■ Requirement
Continue the podcast recap on Sam Hatch of JRR Motor Sales, shown below ahead of the material, from its final sentence onward.

■ Page excerpt

Welcome to another edition of the Car Dealership Guy Podcast Recap—a rundown of key lessons from top operators, founders, and execs shaping the future of auto retail.
Today’s guest is Sam Hatch, General Manager at JRR Motor Sales.
We discuss the "Matrix" view of inventory data, the spicy reality of off-site super sales, and why transparency is a dealer's greatest competitive edge.


Integrity and transparency are what actually compound in sales, not hustle alone
On the road selling cars at dealerships across the country, Hatch watched plenty of salespeople use tactics that generated short-term closes and long-term reputation damage.
"If I have to lie to somebody to sell them a car, I don't really want to sell them a car. I probably don't want their business rather short-term, long-term."
Every store he sold at invited him back, and he credits that track record entirely to the decision to treat transparency as a non-negotiable rather than a differentiator.

Watching franchise dealers across the country taught him what not to do as much as what to do
Hatch said years of traveling sales meant walking into dozens of operations (corporate, family-owned, high-volume, struggling) and absorbing the inner workings of each one. The pattern he kept seeing: complacency.

■ Source excerpt
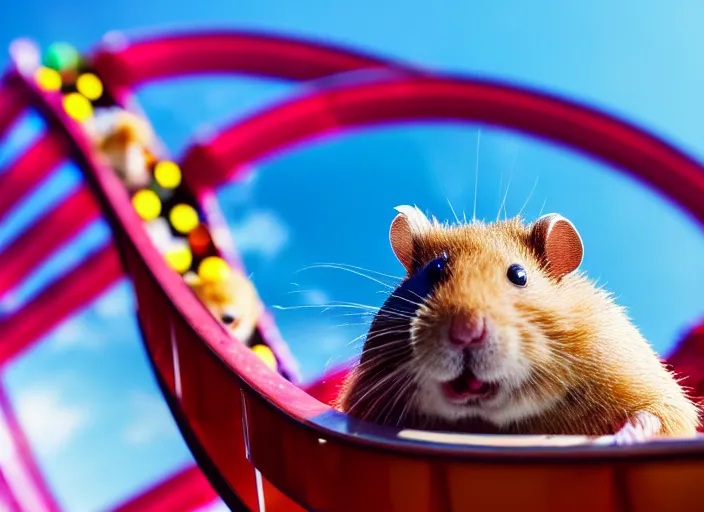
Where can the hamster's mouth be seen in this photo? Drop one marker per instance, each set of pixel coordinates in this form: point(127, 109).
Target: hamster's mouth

■ Reply
"These guys are the most complacent bunch I've ever seen in my life."
That observation became the lens through which he evaluated every future career move, and eventually, the motivation to run a used-car operation on his own terms.

Velocity and thin margins beat sitting on inventory every time
When Hatch heard that Dan Cummins runs a $200 profit strategy on their vAuto dash, it reframed the entire question of what it means to make money on a used car.
"I had to ask myself truly, can I get another car or can I get another customer? I can probably get another car. I don't know if I'm going to get another customer."
That shift from margin preservation to customer preservation is what allows his store to price at 95% of market and still move inventory faster than the competition around him.

AI isn't magic, but it's most useful for automating the repetitive data work dealers already do manually
First, Hatch identified a motion he was already making. In this case, it was clicking through vAuto filters, exporting auction data, and building spreadsheets. So he found a way to automate it.
"Why hasn't vAuto made it to where it automatically puts my cost to market? I throw it on a spreadsheet and I can say, 'How many cars can I buy at a list of 95% deducted by my threshold of where I need to profit, right? So, my pack, my profitability, recon, transit, whatever. Why can't I create a spreadsheet that automatically plugs all those in and I can see every single car?' So, that's what I did."
The result is a single consolidated view of every auctionable car against his actual cost-to-profit threshold, built with a simple AI script.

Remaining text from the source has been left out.